##### Stored records #####

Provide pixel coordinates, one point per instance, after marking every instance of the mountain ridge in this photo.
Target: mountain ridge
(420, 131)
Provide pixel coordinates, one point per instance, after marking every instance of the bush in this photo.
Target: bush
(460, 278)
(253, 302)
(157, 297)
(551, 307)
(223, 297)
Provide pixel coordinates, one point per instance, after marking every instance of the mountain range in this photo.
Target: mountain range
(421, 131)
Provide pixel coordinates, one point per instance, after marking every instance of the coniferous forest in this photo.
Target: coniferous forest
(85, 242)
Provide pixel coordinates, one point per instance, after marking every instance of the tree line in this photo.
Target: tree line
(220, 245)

#####
##### Stored records #####

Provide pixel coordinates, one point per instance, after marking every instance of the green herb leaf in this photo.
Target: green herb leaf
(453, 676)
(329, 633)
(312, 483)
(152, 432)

#####
##### Stored records #####

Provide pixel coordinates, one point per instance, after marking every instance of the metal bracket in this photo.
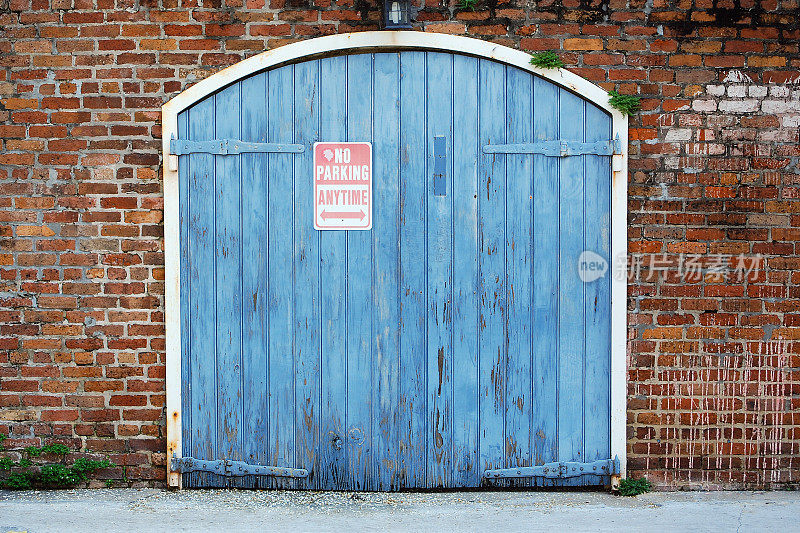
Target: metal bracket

#####

### Aim
Return the stretch of data from the line containing "bracket in this photo." through the line containing "Target: metal bracket", both included, word for word, but drop the pictures.

### Completed task
Provide pixel coordinates, one point per instance, after marking every instance of the metal bracket in this photo.
Target: metal bracket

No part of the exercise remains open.